◆ What you should do:
Starting at the first line of the material below and stopping after the line that includes "An instance of the blurred", write the lines out again exactly. Drop any pictures.

◆ Input:
####################

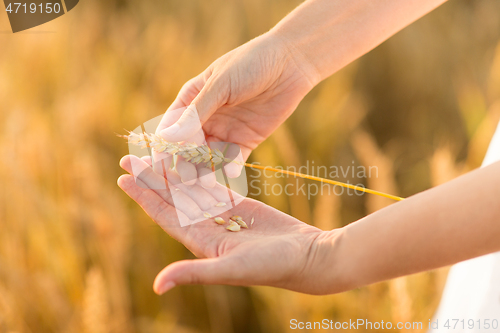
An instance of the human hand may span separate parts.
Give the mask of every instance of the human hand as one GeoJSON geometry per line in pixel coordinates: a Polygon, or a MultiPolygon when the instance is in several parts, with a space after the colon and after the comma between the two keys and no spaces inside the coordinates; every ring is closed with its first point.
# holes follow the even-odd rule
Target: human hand
{"type": "MultiPolygon", "coordinates": [[[[213,189],[198,185],[182,188],[181,183],[179,191],[160,190],[151,184],[161,181],[162,177],[153,172],[147,163],[150,162],[125,156],[120,162],[122,168],[132,173],[132,164],[134,170],[141,164],[144,172],[135,174],[136,180],[132,175],[123,175],[118,179],[118,185],[168,234],[197,257],[204,258],[168,265],[156,277],[155,292],[162,294],[184,284],[228,284],[266,285],[311,294],[326,293],[326,286],[334,281],[333,276],[324,274],[324,265],[334,264],[327,259],[332,258],[334,247],[325,246],[335,243],[332,232],[321,231],[249,198],[243,198],[236,207],[225,212],[221,210],[222,213],[218,214],[226,221],[232,215],[240,215],[247,223],[254,217],[255,223],[248,223],[249,229],[233,233],[217,225],[213,219],[180,227],[178,215],[185,213],[194,217],[206,210],[200,207],[209,201],[206,198],[213,193],[217,196],[220,185],[213,189]],[[186,188],[188,190],[184,191],[186,188]],[[183,196],[183,208],[174,208],[173,196],[183,196]]],[[[220,188],[227,191],[223,186],[220,188]]],[[[233,195],[237,196],[234,192],[233,195]]]]}
{"type": "MultiPolygon", "coordinates": [[[[237,144],[241,149],[238,159],[244,161],[291,115],[318,81],[312,65],[280,37],[267,33],[223,55],[189,80],[156,133],[167,141],[179,142],[199,139],[203,126],[209,145],[237,144]],[[181,108],[186,109],[170,113],[181,108]]],[[[168,158],[158,153],[154,157],[155,161],[168,158]]],[[[213,173],[195,168],[182,158],[176,169],[185,184],[192,185],[197,176],[203,175],[200,183],[204,187],[215,185],[213,173]]],[[[237,177],[240,170],[241,165],[236,163],[225,167],[231,178],[237,177]]]]}

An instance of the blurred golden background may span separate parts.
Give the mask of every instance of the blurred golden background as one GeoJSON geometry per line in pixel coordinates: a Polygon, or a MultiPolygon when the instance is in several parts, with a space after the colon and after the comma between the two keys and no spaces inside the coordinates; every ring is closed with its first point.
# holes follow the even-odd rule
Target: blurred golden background
{"type": "MultiPolygon", "coordinates": [[[[116,186],[127,145],[115,133],[164,112],[185,81],[299,3],[85,0],[17,34],[0,14],[0,332],[279,333],[292,318],[426,327],[446,268],[321,297],[152,291],[164,266],[193,256],[116,186]]],[[[443,5],[317,86],[251,160],[376,165],[365,185],[401,196],[478,167],[500,118],[499,13],[497,0],[443,5]]],[[[259,199],[323,229],[390,204],[259,199]]]]}

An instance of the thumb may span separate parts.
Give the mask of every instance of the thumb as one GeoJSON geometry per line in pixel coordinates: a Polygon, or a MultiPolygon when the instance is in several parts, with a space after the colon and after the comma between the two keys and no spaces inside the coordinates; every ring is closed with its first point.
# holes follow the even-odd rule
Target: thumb
{"type": "Polygon", "coordinates": [[[156,276],[153,289],[161,295],[185,284],[239,284],[244,276],[240,266],[230,257],[177,261],[156,276]]]}
{"type": "Polygon", "coordinates": [[[224,82],[223,79],[210,77],[179,120],[161,131],[160,135],[167,141],[179,142],[197,134],[207,119],[227,102],[229,86],[224,82]]]}

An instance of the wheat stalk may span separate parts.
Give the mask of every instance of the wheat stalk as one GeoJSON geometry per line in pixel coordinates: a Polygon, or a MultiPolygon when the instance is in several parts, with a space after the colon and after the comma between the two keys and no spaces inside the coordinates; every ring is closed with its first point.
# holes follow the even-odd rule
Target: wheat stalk
{"type": "Polygon", "coordinates": [[[327,183],[327,184],[331,184],[331,185],[338,185],[338,186],[350,188],[350,189],[365,192],[365,193],[379,195],[381,197],[389,198],[389,199],[396,200],[396,201],[401,201],[404,199],[404,198],[398,197],[396,195],[371,190],[369,188],[365,188],[365,187],[361,187],[361,186],[346,184],[346,183],[339,182],[336,180],[306,175],[303,173],[298,173],[298,172],[293,172],[293,171],[288,171],[288,170],[283,170],[283,169],[271,168],[271,167],[267,167],[267,166],[255,165],[255,164],[251,164],[251,163],[238,162],[238,161],[224,157],[224,154],[219,149],[217,149],[217,148],[211,149],[208,145],[196,145],[195,143],[168,142],[165,139],[163,139],[161,136],[159,136],[157,134],[153,134],[153,133],[148,134],[148,133],[129,132],[129,135],[118,135],[118,136],[128,139],[129,144],[133,144],[133,145],[139,146],[141,148],[152,148],[153,150],[155,150],[159,153],[167,153],[170,155],[179,155],[179,156],[184,157],[184,159],[186,161],[194,163],[194,164],[205,163],[206,167],[210,168],[210,169],[215,167],[216,165],[223,163],[223,162],[237,163],[237,164],[244,165],[246,167],[253,168],[253,169],[269,170],[269,171],[284,173],[287,175],[300,177],[300,178],[304,178],[304,179],[315,180],[315,181],[319,181],[319,182],[327,183]]]}

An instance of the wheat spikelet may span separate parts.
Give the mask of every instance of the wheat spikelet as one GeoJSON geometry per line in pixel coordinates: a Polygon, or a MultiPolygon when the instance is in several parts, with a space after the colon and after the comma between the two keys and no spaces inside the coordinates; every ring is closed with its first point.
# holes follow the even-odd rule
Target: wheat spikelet
{"type": "Polygon", "coordinates": [[[207,145],[198,146],[194,143],[168,142],[153,133],[129,132],[129,135],[119,136],[128,139],[129,144],[141,148],[150,147],[159,153],[182,156],[186,161],[194,164],[205,163],[207,168],[212,168],[222,162],[231,162],[230,159],[224,158],[219,149],[211,149],[207,145]]]}

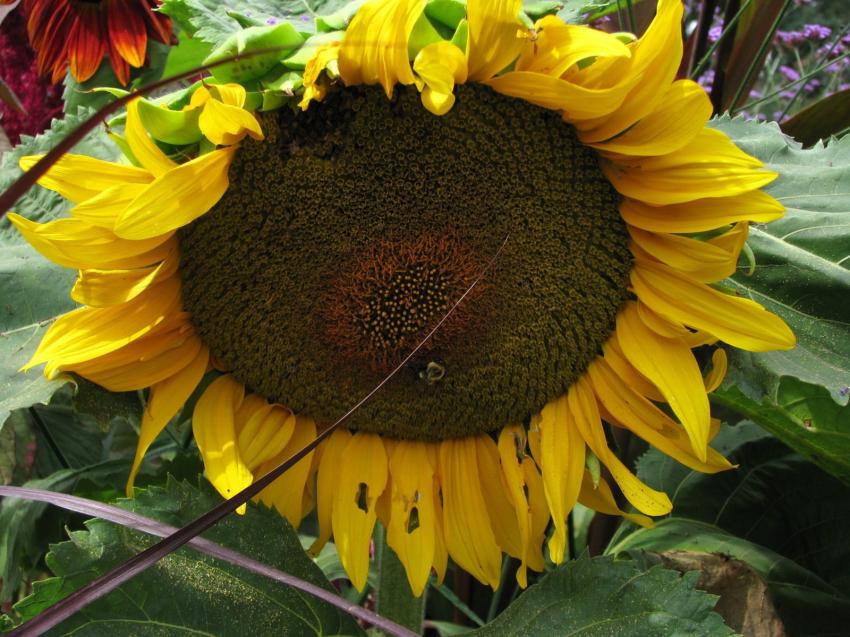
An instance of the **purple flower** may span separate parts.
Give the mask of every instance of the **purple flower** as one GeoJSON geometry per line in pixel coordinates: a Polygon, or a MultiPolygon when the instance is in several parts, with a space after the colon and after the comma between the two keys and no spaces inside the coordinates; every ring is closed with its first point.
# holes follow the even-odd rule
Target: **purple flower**
{"type": "Polygon", "coordinates": [[[818,80],[818,79],[812,79],[812,80],[809,80],[808,82],[806,82],[803,85],[803,90],[805,90],[806,93],[814,93],[820,87],[821,87],[821,81],[818,80]]]}
{"type": "Polygon", "coordinates": [[[697,78],[697,83],[703,88],[711,88],[714,84],[714,69],[708,69],[697,78]]]}
{"type": "Polygon", "coordinates": [[[773,111],[772,119],[774,122],[778,122],[780,119],[782,119],[782,111],[773,111]]]}
{"type": "Polygon", "coordinates": [[[723,34],[722,26],[714,26],[708,30],[708,41],[709,42],[717,42],[720,39],[720,36],[723,34]]]}
{"type": "Polygon", "coordinates": [[[784,99],[784,100],[790,100],[790,99],[792,99],[795,95],[796,95],[796,92],[795,92],[795,91],[780,91],[780,92],[779,92],[779,97],[781,97],[781,98],[782,98],[782,99],[784,99]]]}
{"type": "Polygon", "coordinates": [[[822,24],[803,26],[803,37],[807,40],[826,40],[830,35],[832,35],[832,29],[822,24]]]}
{"type": "Polygon", "coordinates": [[[785,66],[785,65],[780,66],[779,72],[782,73],[782,76],[786,80],[788,80],[789,82],[796,82],[797,80],[800,79],[800,74],[797,73],[797,71],[792,69],[790,66],[785,66]]]}
{"type": "Polygon", "coordinates": [[[796,44],[802,44],[805,38],[799,31],[777,31],[776,40],[781,44],[794,46],[796,44]]]}
{"type": "Polygon", "coordinates": [[[750,97],[753,98],[754,100],[760,100],[762,97],[764,97],[764,94],[761,91],[757,91],[756,89],[753,89],[753,90],[750,91],[750,97]]]}
{"type": "Polygon", "coordinates": [[[277,24],[277,18],[266,18],[266,24],[269,26],[274,26],[277,24]]]}

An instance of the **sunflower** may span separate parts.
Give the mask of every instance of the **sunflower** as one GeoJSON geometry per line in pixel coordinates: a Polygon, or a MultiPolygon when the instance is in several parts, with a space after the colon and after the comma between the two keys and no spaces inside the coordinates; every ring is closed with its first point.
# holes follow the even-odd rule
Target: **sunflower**
{"type": "Polygon", "coordinates": [[[170,111],[197,116],[194,146],[158,144],[133,102],[134,165],[65,157],[40,183],[76,204],[70,218],[11,216],[80,270],[83,307],[27,367],[149,388],[133,476],[216,370],[193,430],[224,496],[366,395],[498,253],[347,428],[259,496],[296,526],[315,507],[312,550],[333,535],[358,588],[380,520],[417,595],[449,557],[496,588],[508,553],[525,585],[550,525],[564,559],[577,502],[644,525],[668,513],[606,427],[728,469],[709,446],[707,393],[726,369],[713,346],[794,345],[716,285],[748,223],[782,207],[759,190],[776,174],[707,128],[705,93],[675,79],[679,0],[639,39],[532,24],[519,0],[437,6],[364,4],[294,54],[300,101],[252,113],[262,99],[241,85],[198,85],[170,111]]]}
{"type": "Polygon", "coordinates": [[[148,37],[171,42],[171,19],[154,11],[161,0],[24,0],[27,31],[38,71],[54,83],[71,75],[85,82],[109,56],[115,77],[145,63],[148,37]]]}

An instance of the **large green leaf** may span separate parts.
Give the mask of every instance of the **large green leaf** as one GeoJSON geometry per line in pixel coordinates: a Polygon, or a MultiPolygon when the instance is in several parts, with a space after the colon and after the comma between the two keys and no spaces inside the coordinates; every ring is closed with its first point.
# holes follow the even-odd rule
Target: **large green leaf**
{"type": "Polygon", "coordinates": [[[641,571],[628,561],[582,557],[547,574],[494,621],[467,634],[731,635],[712,612],[717,598],[694,588],[696,579],[695,573],[641,571]]]}
{"type": "Polygon", "coordinates": [[[348,0],[242,0],[229,7],[219,0],[163,0],[161,11],[167,13],[189,36],[221,43],[240,28],[243,21],[265,24],[268,20],[289,20],[299,31],[315,31],[316,15],[333,13],[348,0]],[[234,11],[235,9],[235,11],[234,11]]]}
{"type": "MultiPolygon", "coordinates": [[[[712,125],[780,176],[766,190],[785,216],[750,230],[757,263],[735,291],[781,316],[797,335],[789,352],[733,355],[731,380],[756,404],[781,376],[822,385],[841,404],[850,384],[850,136],[810,150],[776,124],[721,118],[712,125]],[[741,372],[741,370],[743,370],[741,372]],[[736,373],[740,372],[740,373],[736,373]]],[[[850,432],[848,432],[850,435],[850,432]]]]}
{"type": "MultiPolygon", "coordinates": [[[[208,486],[201,489],[170,481],[165,489],[139,492],[119,504],[132,511],[181,526],[220,502],[208,486]]],[[[71,541],[53,547],[47,563],[57,577],[37,582],[33,594],[15,610],[26,620],[97,574],[135,555],[154,539],[102,520],[71,541]]],[[[332,590],[310,561],[298,536],[275,511],[249,505],[244,516],[231,516],[205,534],[265,564],[332,590]]],[[[359,635],[348,615],[287,587],[181,549],[133,578],[107,597],[57,626],[49,635],[69,632],[90,636],[139,635],[359,635]]]]}
{"type": "Polygon", "coordinates": [[[724,427],[715,446],[738,465],[736,470],[705,475],[658,451],[644,454],[638,476],[670,494],[674,517],[654,529],[624,529],[609,552],[732,555],[765,578],[787,626],[806,625],[816,616],[811,631],[790,634],[828,634],[846,622],[850,489],[751,422],[724,427]],[[821,613],[830,606],[836,614],[821,613]]]}
{"type": "Polygon", "coordinates": [[[640,529],[609,548],[612,555],[635,551],[690,551],[730,556],[764,578],[788,635],[840,635],[850,622],[850,598],[792,560],[713,524],[668,518],[640,529]]]}
{"type": "Polygon", "coordinates": [[[74,308],[74,273],[48,262],[28,245],[0,241],[0,423],[13,409],[45,402],[61,383],[41,370],[18,371],[50,323],[74,308]]]}

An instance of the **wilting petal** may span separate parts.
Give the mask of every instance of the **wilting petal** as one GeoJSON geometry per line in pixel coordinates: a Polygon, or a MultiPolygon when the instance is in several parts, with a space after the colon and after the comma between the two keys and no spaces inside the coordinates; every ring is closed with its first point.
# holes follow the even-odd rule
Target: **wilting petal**
{"type": "Polygon", "coordinates": [[[369,543],[375,502],[387,486],[387,452],[377,434],[357,432],[342,452],[333,504],[333,532],[339,559],[357,590],[369,575],[369,543]]]}
{"type": "MultiPolygon", "coordinates": [[[[245,402],[254,396],[256,394],[248,396],[245,402]]],[[[257,399],[255,408],[247,410],[250,413],[243,413],[240,409],[236,415],[239,452],[251,471],[286,449],[295,432],[297,420],[295,414],[285,407],[270,405],[260,396],[257,399]]]]}
{"type": "Polygon", "coordinates": [[[158,265],[132,270],[80,270],[71,298],[80,305],[109,307],[126,303],[177,272],[176,255],[158,265]]]}
{"type": "Polygon", "coordinates": [[[718,347],[711,354],[711,371],[706,374],[703,379],[705,382],[706,392],[710,394],[720,387],[720,383],[722,383],[723,379],[726,377],[726,370],[728,369],[728,366],[729,363],[726,358],[726,352],[718,347]]]}
{"type": "Polygon", "coordinates": [[[594,486],[590,473],[585,472],[578,499],[584,506],[594,511],[599,511],[606,515],[620,515],[643,527],[652,526],[652,518],[640,515],[639,513],[626,513],[617,506],[617,501],[614,499],[614,494],[611,492],[611,487],[608,486],[605,478],[600,478],[599,483],[594,486]]]}
{"type": "MultiPolygon", "coordinates": [[[[619,331],[619,325],[617,327],[619,331]]],[[[673,508],[666,493],[651,489],[641,482],[620,459],[608,448],[605,431],[596,406],[593,388],[586,376],[582,376],[568,394],[570,413],[573,416],[576,429],[581,433],[587,446],[593,450],[596,457],[604,464],[614,480],[623,491],[629,502],[638,511],[647,515],[665,515],[673,508]]]]}
{"type": "Polygon", "coordinates": [[[664,338],[649,329],[633,302],[617,317],[617,338],[629,362],[661,390],[687,430],[697,457],[705,461],[710,420],[708,398],[690,348],[678,339],[664,338]]]}
{"type": "Polygon", "coordinates": [[[519,55],[524,43],[518,33],[524,28],[518,17],[521,8],[522,0],[468,0],[471,80],[490,79],[519,55]]]}
{"type": "Polygon", "coordinates": [[[128,2],[107,2],[106,10],[112,46],[130,66],[139,68],[145,63],[145,51],[148,46],[148,29],[144,16],[128,2]]]}
{"type": "Polygon", "coordinates": [[[543,407],[539,428],[540,455],[536,459],[555,526],[549,540],[549,555],[553,562],[560,564],[567,547],[567,515],[575,506],[581,487],[585,443],[576,429],[566,396],[543,407]]]}
{"type": "Polygon", "coordinates": [[[77,16],[68,32],[68,65],[78,82],[85,82],[100,66],[106,53],[106,42],[101,33],[100,9],[78,3],[77,16]]]}
{"type": "Polygon", "coordinates": [[[380,84],[387,97],[396,82],[413,84],[407,40],[424,8],[425,0],[372,0],[360,7],[339,50],[343,81],[380,84]]]}
{"type": "MultiPolygon", "coordinates": [[[[198,399],[192,415],[192,432],[207,478],[224,498],[236,495],[254,479],[239,453],[233,422],[244,397],[242,383],[231,376],[221,376],[198,399]]],[[[245,513],[245,505],[236,512],[245,513]]]]}
{"type": "Polygon", "coordinates": [[[128,498],[133,496],[133,482],[139,472],[142,458],[144,458],[156,437],[165,429],[168,422],[186,404],[189,396],[198,387],[204,372],[207,370],[209,357],[207,348],[202,347],[192,361],[181,371],[151,387],[150,396],[145,405],[145,413],[142,416],[142,425],[139,429],[136,457],[133,459],[130,477],[127,478],[128,498]]]}
{"type": "Polygon", "coordinates": [[[319,536],[310,546],[309,553],[313,557],[319,554],[322,547],[331,537],[331,513],[336,496],[338,471],[342,463],[342,453],[351,440],[351,432],[347,429],[337,429],[325,442],[322,459],[319,461],[319,475],[316,484],[316,517],[319,522],[319,536]]]}
{"type": "Polygon", "coordinates": [[[455,84],[466,82],[466,57],[451,42],[434,42],[424,47],[413,60],[419,76],[422,105],[434,115],[445,115],[454,104],[455,84]]]}
{"type": "Polygon", "coordinates": [[[127,104],[127,123],[124,125],[124,136],[133,151],[133,156],[154,177],[161,177],[177,164],[171,161],[159,146],[150,138],[139,116],[139,101],[133,100],[127,104]]]}

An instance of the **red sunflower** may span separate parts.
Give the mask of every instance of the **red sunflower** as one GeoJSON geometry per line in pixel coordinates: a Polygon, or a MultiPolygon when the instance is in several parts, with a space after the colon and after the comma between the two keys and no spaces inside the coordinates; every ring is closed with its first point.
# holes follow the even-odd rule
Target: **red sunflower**
{"type": "Polygon", "coordinates": [[[40,73],[58,82],[70,67],[84,82],[104,55],[122,84],[145,63],[148,36],[167,44],[171,19],[154,11],[160,0],[24,0],[27,32],[40,73]]]}

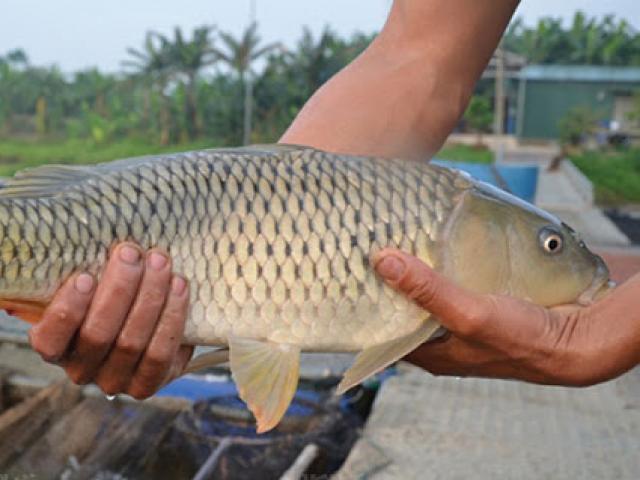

####################

◆ Response to this task:
An instance of the human hand may span separate parts.
Give the mask of every instance of the human hand as one GeoJSON geometry per line in pixel coordinates: a Polygon, or a MultiPolygon when the instance is in several parts, with a space after the colon and after the comma between the two keys and no spaces inside the coordinates; every ring is closed with its first point.
# holes follow the even-odd rule
Target: human hand
{"type": "MultiPolygon", "coordinates": [[[[213,189],[198,185],[182,188],[181,183],[179,191],[160,190],[151,184],[161,181],[162,177],[153,172],[147,163],[150,162],[125,156],[120,162],[122,168],[132,173],[132,164],[134,170],[141,164],[144,172],[135,174],[136,180],[132,175],[123,175],[118,179],[118,185],[168,234],[197,257],[204,258],[168,265],[156,277],[155,292],[162,294],[184,284],[228,284],[266,285],[311,294],[326,293],[326,286],[334,281],[333,276],[324,274],[324,265],[334,264],[327,259],[332,258],[334,247],[325,246],[335,243],[332,232],[321,231],[249,198],[243,198],[236,207],[225,212],[221,210],[222,213],[218,214],[226,221],[232,215],[240,215],[247,223],[254,217],[255,223],[248,223],[249,229],[233,233],[217,225],[213,219],[180,227],[178,215],[185,213],[194,217],[206,210],[200,207],[209,201],[206,198],[213,193],[217,196],[220,185],[213,189]],[[186,188],[188,190],[184,191],[186,188]],[[183,196],[183,208],[174,208],[173,196],[183,196]]],[[[220,188],[227,191],[223,186],[220,188]]],[[[233,195],[237,196],[234,192],[233,195]]]]}
{"type": "MultiPolygon", "coordinates": [[[[237,144],[241,149],[238,159],[244,161],[291,115],[318,81],[312,65],[280,37],[267,33],[223,55],[189,80],[156,133],[167,141],[179,142],[199,139],[203,126],[209,145],[237,144]],[[181,108],[186,109],[170,113],[181,108]]],[[[168,158],[158,153],[154,157],[155,161],[168,158]]],[[[213,173],[195,168],[182,158],[176,169],[185,184],[192,185],[197,176],[203,175],[200,183],[204,187],[215,185],[213,173]]],[[[237,177],[240,170],[241,165],[236,163],[225,167],[231,178],[237,177]]]]}

An instance of the blurred golden background may span separate parts.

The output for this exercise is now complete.